Listed records:
** Begin **

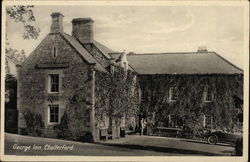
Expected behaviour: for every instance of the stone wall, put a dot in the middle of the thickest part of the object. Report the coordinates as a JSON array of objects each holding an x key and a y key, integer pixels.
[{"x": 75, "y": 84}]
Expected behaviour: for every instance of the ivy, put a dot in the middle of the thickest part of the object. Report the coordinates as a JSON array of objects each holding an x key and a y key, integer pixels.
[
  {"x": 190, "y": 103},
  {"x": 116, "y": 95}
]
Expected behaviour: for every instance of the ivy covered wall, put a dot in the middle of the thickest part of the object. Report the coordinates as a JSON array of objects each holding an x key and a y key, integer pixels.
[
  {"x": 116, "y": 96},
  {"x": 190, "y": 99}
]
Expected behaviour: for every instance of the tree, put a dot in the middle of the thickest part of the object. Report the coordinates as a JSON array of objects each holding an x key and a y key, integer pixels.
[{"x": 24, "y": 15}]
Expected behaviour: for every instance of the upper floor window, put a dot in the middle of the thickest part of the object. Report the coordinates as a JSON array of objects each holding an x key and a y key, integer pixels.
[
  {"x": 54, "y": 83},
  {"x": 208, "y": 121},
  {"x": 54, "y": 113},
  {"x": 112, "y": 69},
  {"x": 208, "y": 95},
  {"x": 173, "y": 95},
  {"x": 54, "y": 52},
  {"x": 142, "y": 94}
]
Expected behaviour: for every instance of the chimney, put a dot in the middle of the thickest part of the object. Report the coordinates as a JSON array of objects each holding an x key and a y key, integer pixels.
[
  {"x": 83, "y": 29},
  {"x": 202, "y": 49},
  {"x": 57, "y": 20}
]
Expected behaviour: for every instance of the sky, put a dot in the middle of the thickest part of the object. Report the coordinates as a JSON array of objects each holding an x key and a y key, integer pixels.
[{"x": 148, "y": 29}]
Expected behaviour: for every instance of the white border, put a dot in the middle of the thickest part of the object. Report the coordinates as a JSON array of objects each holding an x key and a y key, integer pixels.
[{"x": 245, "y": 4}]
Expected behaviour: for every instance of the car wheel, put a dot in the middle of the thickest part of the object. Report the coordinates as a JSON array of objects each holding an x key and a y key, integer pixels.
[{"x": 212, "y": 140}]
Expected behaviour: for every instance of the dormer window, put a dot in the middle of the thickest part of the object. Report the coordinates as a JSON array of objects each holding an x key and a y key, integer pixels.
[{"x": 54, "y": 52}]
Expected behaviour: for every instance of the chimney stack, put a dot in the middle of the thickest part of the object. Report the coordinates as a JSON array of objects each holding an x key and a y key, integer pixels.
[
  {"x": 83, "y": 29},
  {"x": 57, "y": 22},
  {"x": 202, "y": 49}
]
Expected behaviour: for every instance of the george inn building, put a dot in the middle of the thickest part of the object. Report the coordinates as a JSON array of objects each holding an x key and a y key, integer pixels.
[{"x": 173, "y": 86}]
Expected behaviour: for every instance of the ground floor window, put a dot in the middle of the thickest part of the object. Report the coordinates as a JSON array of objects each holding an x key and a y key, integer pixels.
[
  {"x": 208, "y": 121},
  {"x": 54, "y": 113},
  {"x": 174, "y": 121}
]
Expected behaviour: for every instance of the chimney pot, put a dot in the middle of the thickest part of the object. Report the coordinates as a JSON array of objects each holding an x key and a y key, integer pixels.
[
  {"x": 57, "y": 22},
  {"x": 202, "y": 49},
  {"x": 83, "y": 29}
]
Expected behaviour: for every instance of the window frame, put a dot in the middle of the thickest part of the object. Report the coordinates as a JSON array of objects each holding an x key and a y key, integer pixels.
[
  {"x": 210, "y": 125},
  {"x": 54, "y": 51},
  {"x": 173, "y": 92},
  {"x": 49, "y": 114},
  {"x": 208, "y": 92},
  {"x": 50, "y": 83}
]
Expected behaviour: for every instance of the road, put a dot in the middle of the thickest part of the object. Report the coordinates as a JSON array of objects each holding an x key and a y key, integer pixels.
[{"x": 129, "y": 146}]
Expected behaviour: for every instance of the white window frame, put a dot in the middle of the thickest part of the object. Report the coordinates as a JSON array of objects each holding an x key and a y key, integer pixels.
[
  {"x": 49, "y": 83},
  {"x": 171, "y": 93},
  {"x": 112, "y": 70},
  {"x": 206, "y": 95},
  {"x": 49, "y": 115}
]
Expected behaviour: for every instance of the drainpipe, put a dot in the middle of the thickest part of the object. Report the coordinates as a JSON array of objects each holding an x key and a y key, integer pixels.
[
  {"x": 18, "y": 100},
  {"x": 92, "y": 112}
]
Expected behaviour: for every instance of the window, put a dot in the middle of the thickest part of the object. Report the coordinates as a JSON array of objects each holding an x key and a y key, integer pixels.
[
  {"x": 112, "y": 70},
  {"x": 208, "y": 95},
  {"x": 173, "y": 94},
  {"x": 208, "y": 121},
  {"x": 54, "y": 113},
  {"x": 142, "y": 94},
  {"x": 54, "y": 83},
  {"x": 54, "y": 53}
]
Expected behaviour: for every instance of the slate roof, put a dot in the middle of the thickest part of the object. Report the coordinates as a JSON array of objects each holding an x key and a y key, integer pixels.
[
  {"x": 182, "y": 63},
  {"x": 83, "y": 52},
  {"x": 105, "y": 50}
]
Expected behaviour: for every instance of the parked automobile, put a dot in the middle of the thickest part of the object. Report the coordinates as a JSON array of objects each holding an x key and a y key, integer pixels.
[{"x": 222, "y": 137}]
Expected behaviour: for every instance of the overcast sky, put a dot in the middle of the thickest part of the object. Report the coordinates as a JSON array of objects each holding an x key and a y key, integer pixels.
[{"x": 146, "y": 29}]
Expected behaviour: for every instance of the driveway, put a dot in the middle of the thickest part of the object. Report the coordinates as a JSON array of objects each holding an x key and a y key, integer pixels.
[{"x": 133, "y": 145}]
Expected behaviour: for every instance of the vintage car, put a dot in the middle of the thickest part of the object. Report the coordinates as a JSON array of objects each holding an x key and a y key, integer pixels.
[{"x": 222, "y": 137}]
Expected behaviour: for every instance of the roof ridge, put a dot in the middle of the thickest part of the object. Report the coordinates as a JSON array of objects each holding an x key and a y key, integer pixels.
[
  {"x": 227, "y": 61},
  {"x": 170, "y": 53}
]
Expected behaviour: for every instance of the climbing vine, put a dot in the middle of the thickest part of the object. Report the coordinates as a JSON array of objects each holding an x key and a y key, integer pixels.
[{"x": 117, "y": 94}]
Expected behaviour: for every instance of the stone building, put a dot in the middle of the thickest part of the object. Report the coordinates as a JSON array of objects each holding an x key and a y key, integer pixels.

** End **

Stated exercise:
Please quote exactly the lines from the one containing "Expected behaviour: for every instance of the vintage" through the last line of the records above, both included, and nothing else.

Exercise response:
Expected behaviour: for every instance of the vintage car, put a dot in the middle of the thickest part of the object. Report the coordinates as a JSON array of objects each holding an x key and a y key, integer pixels.
[{"x": 222, "y": 137}]
Expected behaviour: for every instance of the roof ridge, put a dot in the middle of the thickest part of the object. Report the coordinates as a JSON array of objects each holding an x key and a y key, integer pixels.
[
  {"x": 227, "y": 61},
  {"x": 170, "y": 53}
]
Expected behaviour: for every instance of the climbing vine, put a dot in the middle of the thickest part of the object. Report the coordinates as a JSON array of objects each holding an x key and a y key, integer pixels.
[{"x": 117, "y": 94}]
Expected behaviour: for every instance of the stone building, put a dot in the middle of the thickest part of the object. Report the coordinates as a JSON array of objects each holding an x key and a y key, integer pixels.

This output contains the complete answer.